FRAGMENTO DE ORIGEN.

No decía palabras. Tan solo las coleccionaba.
¿Para qué hablar?
Cuántas veces había rehusado dar esta o aquella conferencia, hacer la presentación de una novela, hablar de tal o cual escritor, participar en esta o en la otra tertulia… Lo suyo no era el diálogo ni la oratoria, ni las clases magistrales -no necesitaba oírse, ni tampoco precisaba el aplauso del público-, sino tan solo atesorar palabras; recopilar líneas, frases, párrafos, páginas y libros en los atiborrados anaqueles que ocupaban las paredes de su hogar flotante.

El capitán de aquel navío, una especie de Capitán Nemo, un ser excéntrico, apartado del mundo, celoso de su tesoro, siempre vigilante desde el castillo de popa, no precisaba a nadie. Le bastaban su barco, su soledad y la compañía de sus libros. No necesitaba nada más. Todo estaba ya dicho y recopilado en letra. Su pasión por lo escrito le llevó a forrar toda la nave de estanterías. Además de una muy bien nutrida biblioteca que montó en el camarote principal, había estantes en su dormitorio, repisas y entrepaños a rebosar en la cocina, en la bodega, etc. El libro -los libros- eran los amos, los señores indiscutibles de aquel lugar.

Mientras navegaba, el interior de la nave se mantenía en un riguroso silencio y en una leve penumbra, las contraventanas echadas,  alfombras por todas partes para amortiguar las pisadas. Como un ritual, similar al que existe en un recinto sagrado, nada ni nadie debía alterar -ni siquiera la luz intrusa ni el rumor exterior del mar-  la paz que reinaba dentro de aquella casa flotante. Sí, aquello se había ido convirtiendo con el paso de los días en una especie de santuario. Y los libros formaban parte de la liturgia.  Y el coleccionista de palabras, el dueño del barco, era su sumo sacerdote.

REGISTROS EXTRAÍDOS.

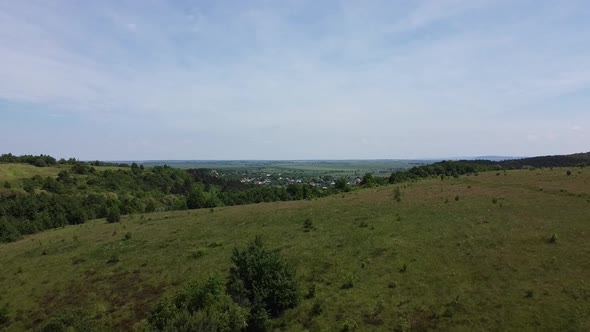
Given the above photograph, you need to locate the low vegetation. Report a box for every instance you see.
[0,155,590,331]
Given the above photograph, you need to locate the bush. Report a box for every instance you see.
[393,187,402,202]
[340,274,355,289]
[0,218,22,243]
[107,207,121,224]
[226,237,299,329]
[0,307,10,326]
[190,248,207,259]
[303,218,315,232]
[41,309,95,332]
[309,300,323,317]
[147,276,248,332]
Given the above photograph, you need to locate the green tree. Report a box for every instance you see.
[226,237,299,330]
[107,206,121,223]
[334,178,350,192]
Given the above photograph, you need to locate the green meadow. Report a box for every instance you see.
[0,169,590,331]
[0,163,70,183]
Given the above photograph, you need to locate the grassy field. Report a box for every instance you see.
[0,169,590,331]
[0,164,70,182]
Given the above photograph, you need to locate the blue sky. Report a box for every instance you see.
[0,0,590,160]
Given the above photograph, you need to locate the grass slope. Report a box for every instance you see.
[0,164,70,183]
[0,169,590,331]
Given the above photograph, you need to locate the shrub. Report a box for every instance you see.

OBJETIVO 1.
Responde, según el relato sobre el coleccionista de palabras:
(a) ¿Desde dónde vigilaba siempre el capitán?
(b) ¿Qué cosas le bastaban al capitán?
(c) ¿Qué había por todas partes para amortiguar las pisadas?
OBJETIVO 2. ¿Qué partes concretas del barco nombra el relato sobre el coleccionista de palabras como lugares con biblioteca, estantes, repisas o entrepaños en el párrafo que empieza «El capitán de aquel navío»?
OBJETIVO 3. Prolonga el relato sobre el coleccionista de palabras a partir de su última frase.

RESPUESTA 1.
(a) Desde el castillo de popa.
(b) Su barco, su soledad y la compañía de sus libros.
(c) Alfombras.

RESPUESTA 2.
- El camarote principal
- El dormitorio
- La cocina
- La bodega

RESPUESTA 3.
Y en el silencio absoluto de la noche, a la luz de unas tímidas bujías, mientras emitían un leve quejido las cuadernas del barco, los libros reposaban mudos acumulando tiempo, palabras y polvo, ajenos al discurrir de la vida allá fuera, donde a las horas del día sucedían monótonas las horas de la noche, con su luna y sus estrellas, sus alegrías y sus miserias.  
El tiempo permanecía congelado en las estanterías de aquel lugar.

El capitán repetía día tras día un ritual que le proporcionaba un inmenso placer: pasear por la cubierta de aquella biblioteca flotante en compañía siempre de un libro en sus manos.
Porque en los libros estaba todo. Estaban las ciudades y las islas remotas; las caminatas a pie y los viajes en tren o en barco; el amor y el odio; la tempestad y el llanto; la felicidad y los deseos; los sinsabores y las alegrías; los celos; la tristeza; el pavor y el desencanto. Todas las combinaciones posibles, todos los estilos, todas las intenciones, todos los temas, todas las épocas, todos los géneros…

El día en que su barco encalló en aquel arrecife y una vía de agua se abrió en el casco de madera inundándolo todo, el capitán echó en falta que carecía de algunos libros: "Guía de farallones y arrecifes en los Mares del Sur", "Cómo solucionar pequeñas averías domésticas" y "Protocolo de salvamento en buques privados".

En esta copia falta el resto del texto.